____ 本文抜粋

説明

多孔質膜の製造方法

【課題】均一な空隙を備え、優れた透気度を有する多孔質膜の製造方法を提供する。
【解決手段】高分子または該高分子の前駆体を含んでいる溶液および凝固液を準備し、前記溶液を前記凝固液上に噴霧し、前記高分子または該高分子の前駆体を凝固させる。

【発明の詳細な説明】
【技術分野】
【0001】
本発明は、高分子からなる多孔質膜の製造方法に関する。
【背景技術】
【0002】
従来より、高分子からなる多孔質膜の製造方法として、例えば、特開2009−73124号公報に記載の方法が開示されている。
【0003】
特開2009−73124号公報に記載の製造方法では、まず、多孔質膜を構成すべき高分子を含んでいる溶液が準備される。該溶液は基材上にフィルム状に流延され、該基材に直に接して保持される。その後、高湿度雰囲気下で保持され、これが凝固液中に浸漬されることで前記高分子が凝固され、該高分子からなる多孔質膜が得られる。フィルム状に流延後の前記溶液が高湿度雰囲気下に保持されることで、水分が該溶液内部へと侵入し、該溶液の相分離が効率的に促進され、連通性の高い多孔質膜が得られるとしている。
【先行技術文献】
【特許文献】
【0004】
【特許文献1】特開2009−73124号公報
【発明の概要】
【0005】
【発明が解決しようとする課題】
【0006】
しかしながら、上述した従来技術は、高分子を含んでいる溶液が、一旦、基材上にて高湿度雰囲気下で保持されるため、該溶液に溶解している高分子の一部が保持中に凝固、析出し、偏析するという問題があった。このため、得られる多孔質膜は空隙が不均一となり、優れた透気度を達成するのが困難であった。
【0007】
そこで、本発明では、均一な空隙を備え、優れた透気度を有する多孔質膜の製造方法を提供することを目的とする。
【課題を解決するための手段】
【0008】
本発明によれば、上記目的を達成するために、高分子または該高分子の前駆体を含んでいる溶液を準備する工程と、凝固液を準備する工程と、前記溶液を前記凝固液上に噴霧し、前記高分子または該高分子の前駆体を凝固させる工程とを有する、前記高分子からなる多孔質膜の製造方法が提供される。
【0009】
また、本発明によれば、高分子または該高分子の前駆体を含んでいる溶液を準備する工程と、基材上に凝固液の層を形成する工程と、前記溶液を前記凝固液上に噴霧し、前記高分子または該高分子の前駆体を凝固させ、前記基材上に堆積させる工程とを有する、前記高分子からなる多孔質膜の製造方法が提供される。
【0010】
また、本発明の多孔質膜の製造方法は、前記凝固液がヒドロキシ基を有する化合物または水を主成分とすることが好ましい。
【0011】
また、本発明の多孔質膜の製造方法は、前記凝固液がアルコールを主成分とすることが好ましい。

________
____ 提供データ

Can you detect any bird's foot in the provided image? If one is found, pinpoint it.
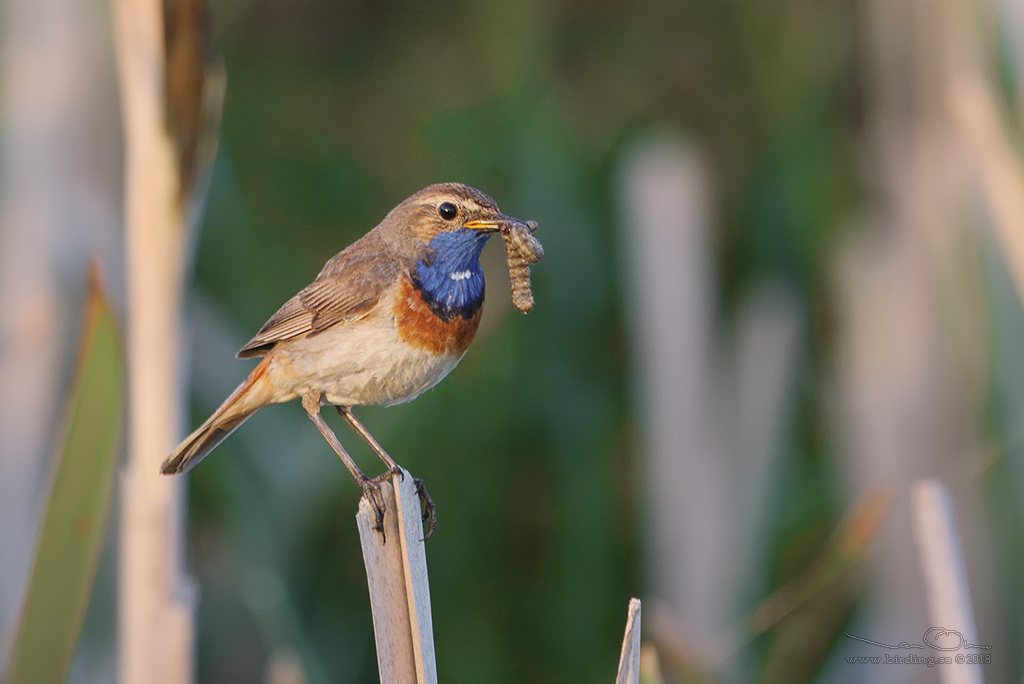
[359,477,387,544]
[373,466,406,484]
[413,477,437,539]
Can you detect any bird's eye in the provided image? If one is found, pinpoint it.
[437,202,459,221]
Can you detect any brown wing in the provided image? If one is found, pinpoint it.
[236,245,402,358]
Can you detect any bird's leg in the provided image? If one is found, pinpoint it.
[302,392,385,538]
[335,407,401,478]
[335,407,437,539]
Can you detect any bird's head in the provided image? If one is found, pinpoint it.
[383,183,522,245]
[381,183,522,316]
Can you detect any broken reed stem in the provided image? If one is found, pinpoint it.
[615,598,640,684]
[355,470,437,684]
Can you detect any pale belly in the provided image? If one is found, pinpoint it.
[260,318,463,407]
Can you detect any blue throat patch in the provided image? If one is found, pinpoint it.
[413,228,490,320]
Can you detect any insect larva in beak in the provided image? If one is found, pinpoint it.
[502,221,544,313]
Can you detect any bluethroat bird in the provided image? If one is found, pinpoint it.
[161,183,540,533]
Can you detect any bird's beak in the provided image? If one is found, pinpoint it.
[463,214,525,232]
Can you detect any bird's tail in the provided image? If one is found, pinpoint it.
[160,355,270,475]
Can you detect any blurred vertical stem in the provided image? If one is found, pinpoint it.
[114,0,223,684]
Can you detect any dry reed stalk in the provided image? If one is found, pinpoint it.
[114,0,195,684]
[356,470,437,684]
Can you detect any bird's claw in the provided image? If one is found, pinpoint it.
[413,477,437,539]
[360,478,387,544]
[373,466,406,484]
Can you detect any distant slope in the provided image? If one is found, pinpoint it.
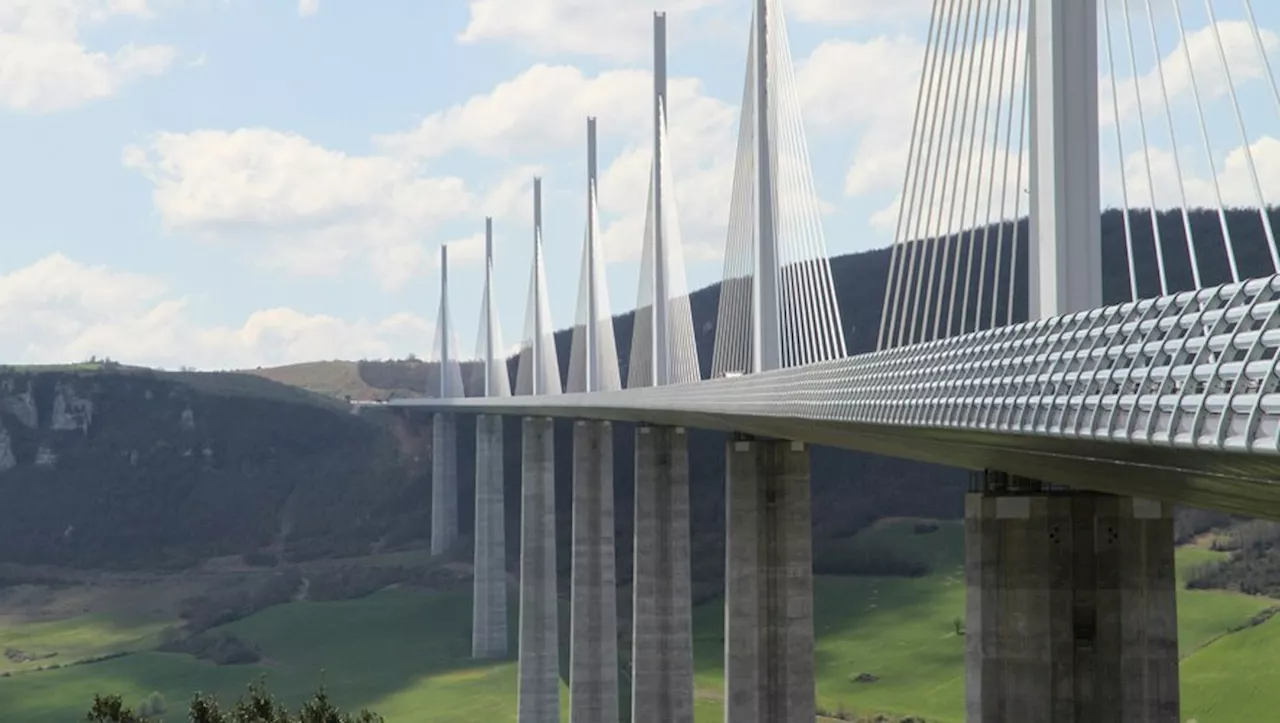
[0,520,1280,723]
[0,367,428,568]
[244,361,390,402]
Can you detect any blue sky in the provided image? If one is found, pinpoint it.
[0,0,1280,369]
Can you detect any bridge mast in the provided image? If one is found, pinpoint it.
[530,177,545,394]
[1015,0,1102,320]
[582,116,600,392]
[751,0,782,372]
[650,13,671,386]
[440,243,453,399]
[481,216,494,397]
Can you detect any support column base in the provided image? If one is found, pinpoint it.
[471,415,507,660]
[431,413,458,557]
[517,417,561,723]
[631,426,694,723]
[724,438,817,723]
[965,473,1179,723]
[570,421,618,723]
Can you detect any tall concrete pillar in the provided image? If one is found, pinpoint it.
[568,421,618,723]
[724,438,817,723]
[631,426,694,723]
[517,417,559,723]
[431,413,458,555]
[965,473,1180,723]
[471,415,507,659]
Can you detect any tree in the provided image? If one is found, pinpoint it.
[84,681,384,723]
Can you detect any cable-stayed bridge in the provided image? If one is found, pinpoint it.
[392,0,1280,723]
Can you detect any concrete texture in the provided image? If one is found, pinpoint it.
[471,415,507,660]
[570,421,618,723]
[631,426,691,723]
[517,417,561,723]
[724,438,817,723]
[431,413,458,555]
[965,481,1179,723]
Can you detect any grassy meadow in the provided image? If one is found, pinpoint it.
[0,522,1280,723]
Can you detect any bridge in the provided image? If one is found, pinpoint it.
[389,0,1280,723]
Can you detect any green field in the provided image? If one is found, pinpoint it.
[0,523,1280,723]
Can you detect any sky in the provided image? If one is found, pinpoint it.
[0,0,1280,369]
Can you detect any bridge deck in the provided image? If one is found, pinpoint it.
[389,276,1280,518]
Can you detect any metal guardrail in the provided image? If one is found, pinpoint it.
[390,275,1280,456]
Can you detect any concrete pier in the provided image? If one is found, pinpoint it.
[431,413,458,555]
[570,421,618,723]
[517,417,559,723]
[631,426,691,723]
[471,415,507,659]
[965,472,1180,723]
[724,438,817,723]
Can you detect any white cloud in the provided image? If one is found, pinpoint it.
[0,255,433,369]
[1102,136,1280,209]
[378,64,737,261]
[787,0,933,23]
[124,129,477,288]
[1098,20,1280,127]
[0,0,177,113]
[458,0,723,60]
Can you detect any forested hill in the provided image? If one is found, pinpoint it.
[0,206,1280,580]
[0,365,428,568]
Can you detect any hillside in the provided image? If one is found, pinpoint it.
[0,520,1280,723]
[0,367,428,568]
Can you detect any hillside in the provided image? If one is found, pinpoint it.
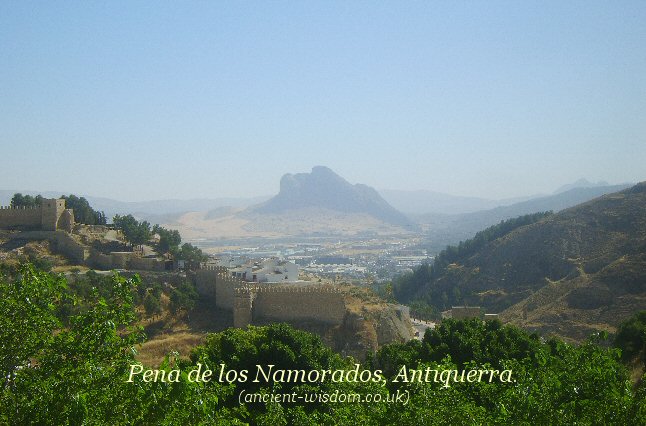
[410,182,646,340]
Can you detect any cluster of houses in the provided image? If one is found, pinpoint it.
[216,257,299,283]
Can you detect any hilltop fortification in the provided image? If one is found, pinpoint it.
[0,198,74,232]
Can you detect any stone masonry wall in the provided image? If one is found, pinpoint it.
[196,267,346,327]
[253,284,346,324]
[0,207,42,229]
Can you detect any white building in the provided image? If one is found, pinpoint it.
[231,258,298,283]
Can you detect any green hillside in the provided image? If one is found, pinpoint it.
[395,182,646,340]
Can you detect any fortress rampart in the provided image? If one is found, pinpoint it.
[0,198,74,232]
[196,267,346,327]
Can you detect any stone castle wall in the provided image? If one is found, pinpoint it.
[196,267,346,327]
[14,231,89,264]
[0,199,74,232]
[0,206,42,229]
[252,284,345,324]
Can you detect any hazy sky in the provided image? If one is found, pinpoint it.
[0,1,646,200]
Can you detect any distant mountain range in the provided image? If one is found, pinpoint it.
[379,189,540,216]
[0,176,628,243]
[410,182,646,341]
[248,166,413,226]
[412,184,630,252]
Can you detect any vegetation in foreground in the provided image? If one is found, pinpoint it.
[0,265,646,425]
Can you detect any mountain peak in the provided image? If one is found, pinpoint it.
[253,166,411,226]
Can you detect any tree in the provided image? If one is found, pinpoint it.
[61,194,107,225]
[152,225,182,254]
[112,214,152,246]
[614,311,646,367]
[144,293,161,317]
[10,192,43,207]
[175,243,208,269]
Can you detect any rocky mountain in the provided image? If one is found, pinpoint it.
[249,166,412,226]
[410,182,646,340]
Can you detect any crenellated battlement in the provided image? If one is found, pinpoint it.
[233,284,341,294]
[196,267,345,327]
[0,199,74,232]
[0,206,40,211]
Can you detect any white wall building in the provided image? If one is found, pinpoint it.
[231,258,298,283]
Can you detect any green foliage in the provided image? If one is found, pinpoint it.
[10,192,43,207]
[112,214,152,246]
[373,319,645,424]
[0,265,646,425]
[152,225,182,254]
[175,243,208,270]
[393,211,552,312]
[61,194,107,225]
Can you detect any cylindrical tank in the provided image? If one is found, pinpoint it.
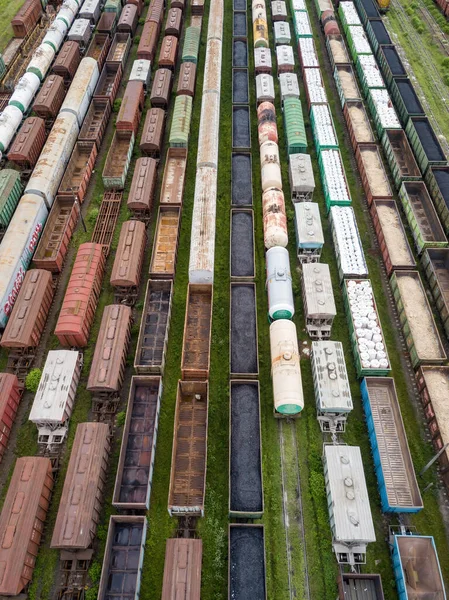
[262,189,288,249]
[257,102,278,146]
[27,44,56,81]
[8,73,41,113]
[0,106,23,152]
[42,20,68,52]
[265,246,295,321]
[270,319,304,415]
[260,142,282,192]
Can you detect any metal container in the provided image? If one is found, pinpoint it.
[370,200,416,276]
[168,381,209,517]
[181,283,213,381]
[33,196,80,273]
[270,319,304,416]
[55,243,105,348]
[25,112,79,210]
[134,279,173,375]
[0,456,53,596]
[112,376,162,511]
[399,181,448,254]
[33,72,65,121]
[265,246,295,321]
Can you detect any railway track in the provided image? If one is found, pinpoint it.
[385,0,449,157]
[279,419,311,600]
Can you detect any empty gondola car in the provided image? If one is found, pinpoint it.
[112,376,162,514]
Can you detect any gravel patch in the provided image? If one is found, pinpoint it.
[229,525,265,600]
[231,152,253,206]
[232,69,249,104]
[231,211,254,277]
[232,106,251,149]
[231,284,258,374]
[230,383,263,513]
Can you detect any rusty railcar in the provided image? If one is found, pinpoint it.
[112,376,162,511]
[181,283,213,381]
[0,456,53,596]
[168,381,209,517]
[134,279,173,375]
[149,206,181,279]
[140,108,166,158]
[110,221,147,306]
[161,538,203,600]
[55,243,105,348]
[0,269,54,374]
[87,304,132,414]
[50,423,110,590]
[127,157,158,222]
[150,69,173,109]
[0,373,23,462]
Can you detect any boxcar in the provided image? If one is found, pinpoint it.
[134,279,173,375]
[149,206,181,279]
[33,74,65,121]
[51,41,81,82]
[0,456,53,596]
[0,269,54,354]
[50,423,110,560]
[33,196,80,273]
[176,62,196,98]
[150,68,173,109]
[127,157,159,219]
[55,243,105,348]
[87,304,132,412]
[168,381,209,517]
[370,200,416,276]
[115,81,145,135]
[0,373,22,462]
[140,108,165,157]
[229,380,264,519]
[159,35,178,71]
[110,220,146,306]
[78,98,112,151]
[181,284,213,381]
[8,117,47,170]
[112,376,162,511]
[98,515,147,600]
[93,63,122,107]
[161,538,203,600]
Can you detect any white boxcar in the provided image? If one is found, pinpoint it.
[302,263,337,340]
[323,445,376,565]
[25,112,79,210]
[59,57,100,127]
[288,154,315,202]
[29,350,82,446]
[294,202,324,263]
[279,73,299,103]
[0,194,48,329]
[312,340,353,433]
[129,58,151,90]
[256,73,275,104]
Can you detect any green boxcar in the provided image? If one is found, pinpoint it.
[425,167,449,236]
[284,98,307,154]
[390,271,447,369]
[168,95,192,148]
[343,279,391,379]
[310,104,338,154]
[0,169,23,227]
[181,27,201,64]
[405,117,447,175]
[382,129,421,190]
[399,181,448,254]
[422,248,449,338]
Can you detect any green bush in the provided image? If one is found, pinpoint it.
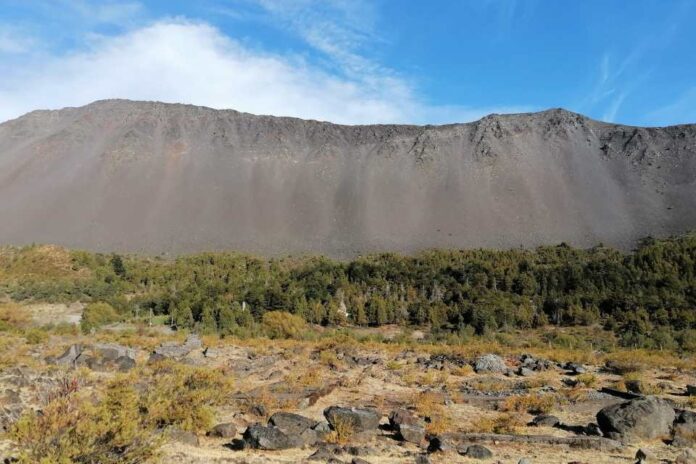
[80,303,121,333]
[263,311,307,338]
[9,378,160,464]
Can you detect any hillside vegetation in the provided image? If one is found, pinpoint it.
[0,233,696,351]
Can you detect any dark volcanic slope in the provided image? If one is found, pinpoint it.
[0,100,696,256]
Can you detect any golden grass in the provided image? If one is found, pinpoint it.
[498,394,558,414]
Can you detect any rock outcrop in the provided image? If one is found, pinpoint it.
[0,100,696,257]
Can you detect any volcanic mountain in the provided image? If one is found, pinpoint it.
[0,100,696,257]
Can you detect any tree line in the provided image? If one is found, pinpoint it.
[0,233,696,350]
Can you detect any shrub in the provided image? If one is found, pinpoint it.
[0,303,30,331]
[80,303,121,333]
[24,329,48,345]
[326,416,355,445]
[575,372,599,388]
[499,395,556,414]
[9,378,159,464]
[144,361,232,432]
[263,311,307,338]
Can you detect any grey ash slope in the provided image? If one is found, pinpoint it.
[0,100,696,256]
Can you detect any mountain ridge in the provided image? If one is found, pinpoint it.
[0,99,696,256]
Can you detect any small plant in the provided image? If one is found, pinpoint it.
[80,303,121,333]
[262,311,307,338]
[493,414,524,433]
[467,413,524,433]
[575,372,599,388]
[319,350,341,369]
[452,364,474,377]
[144,362,232,432]
[9,378,159,464]
[24,329,48,345]
[385,360,403,371]
[499,395,557,414]
[326,416,355,445]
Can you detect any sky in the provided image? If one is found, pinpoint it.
[0,0,696,126]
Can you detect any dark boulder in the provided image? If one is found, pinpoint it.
[597,397,675,440]
[268,412,318,435]
[244,424,294,450]
[530,414,561,427]
[208,422,237,438]
[324,406,381,433]
[474,354,508,373]
[397,424,425,445]
[459,445,493,459]
[672,411,696,447]
[114,356,135,372]
[168,429,200,446]
[46,345,83,367]
[389,408,419,430]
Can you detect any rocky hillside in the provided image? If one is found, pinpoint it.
[0,100,696,256]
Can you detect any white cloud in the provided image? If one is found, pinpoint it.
[645,87,696,125]
[0,20,532,124]
[0,25,36,55]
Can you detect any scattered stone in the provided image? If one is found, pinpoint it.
[583,422,602,437]
[314,421,331,438]
[307,445,336,462]
[92,343,136,361]
[249,404,268,417]
[565,362,587,375]
[428,437,454,453]
[324,406,380,433]
[459,445,493,459]
[624,379,645,395]
[636,448,657,464]
[244,424,293,451]
[114,356,135,372]
[168,429,200,446]
[208,422,237,438]
[268,412,318,436]
[597,397,675,440]
[674,448,696,464]
[46,344,83,367]
[147,353,167,364]
[0,388,22,404]
[154,334,203,359]
[397,424,425,445]
[389,408,418,430]
[530,414,561,427]
[672,411,696,447]
[474,354,508,373]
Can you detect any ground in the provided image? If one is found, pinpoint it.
[0,305,694,464]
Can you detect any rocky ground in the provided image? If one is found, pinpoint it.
[0,327,696,463]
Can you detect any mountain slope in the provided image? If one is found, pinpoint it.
[0,100,696,256]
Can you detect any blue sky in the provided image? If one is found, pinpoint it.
[0,0,696,126]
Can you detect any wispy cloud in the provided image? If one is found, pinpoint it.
[0,20,528,124]
[645,86,696,125]
[0,25,36,54]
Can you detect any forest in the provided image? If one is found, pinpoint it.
[0,233,696,351]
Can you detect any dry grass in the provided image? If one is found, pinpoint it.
[326,416,355,445]
[466,413,524,434]
[498,394,558,414]
[575,372,599,388]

________

- _タスク一覧_:
a) 多孔質膜の製造方法を述べた本文によると、特開2009−73124号公報の方法では、基材上にフィルム状に流延された溶液はどのような雰囲気下で保持されるか。
b) 多孔質膜の製造方法を述べた本文を、最後の段落【0011】の次から書き進めてください。

- _解答一覧_:
a) 高湿度雰囲気下で保持される。

b)
【0012】
また、本発明の多孔質膜の製造方法は、前記高分子がポリアミドイミドを主成分とすることが好ましい。
【発明の効果】
【0013】
以上のように、本発明に係る多孔質膜の製造方法によれば、凝固液上に高分子または該高分子の前駆体を含んでいる溶液が噴霧され、溶液中の高分子または該高分子の前駆体が凝固されることで多孔質膜が作製される。このため、均一な空隙を備え、優れた透気度を有する多孔質膜を作製することができる。
【図面の簡単な説明】
【0014】
【図1】本発明の実施の形態1による多孔質膜の製造方法を説明するための模式図である。
【図2】本発明の実施の形態1による製造方法にて作製された多孔質膜の表面のSEM写真である。
【図3】本発明の実施の形態1による製造方法にて作製された多孔質膜をセパレータとして用いた電気二重層コンデンサのバルク抵抗を、交流インピーダンス法にて測定した結果を示すグラフである。
【図4】比較例1による製造方法にて作製された多孔質膜の表面のSEM写真である。
【図5】比較例2による不織布の表面のSEM写真である。
【図6】本発明の実施の形態2による多孔質膜の製造方法を説明するための模式図である。
【発明を実施するための形態】
【0015】
《実施の形態1》
以下において、図面を参照しつつ、本発明の実施の形態1について説明する。
【0016】
図1は、本発明の実施の形態1による多孔質膜の製造方法を説明するための図である。同図(A)は、高分子を含む溶液を凝固液上に噴霧する工程を説明するための模式図、同図(B)は、該溶液中の高分子成分が凝固し、多孔質膜が得られる工程を説明するための模式図である。同図(C)は、該多孔質膜の膜厚が成長する工程を説明するための模式図、同図(D)は、本発明の実施の形態1による製造方法にて作製された多孔質膜を模式的に示す断面図である。
【0017】
図2は、本発明の実施の形態1による製造方法にて作製された多孔質膜の表面のSEM写真である。
【0018】
高分子を含む溶液として、ポリアミドイミド系樹脂溶液(東洋紡績株式会社製:パイロマックスR「HR11NN」)を準備した。該溶液に溶剤NMP(N−メチルピロリドン)を加え、固形分濃度5wt%の溶液1を作製した。溶液1の固形分濃度は、溶液1を噴霧するのに適した粘度となるように設定した。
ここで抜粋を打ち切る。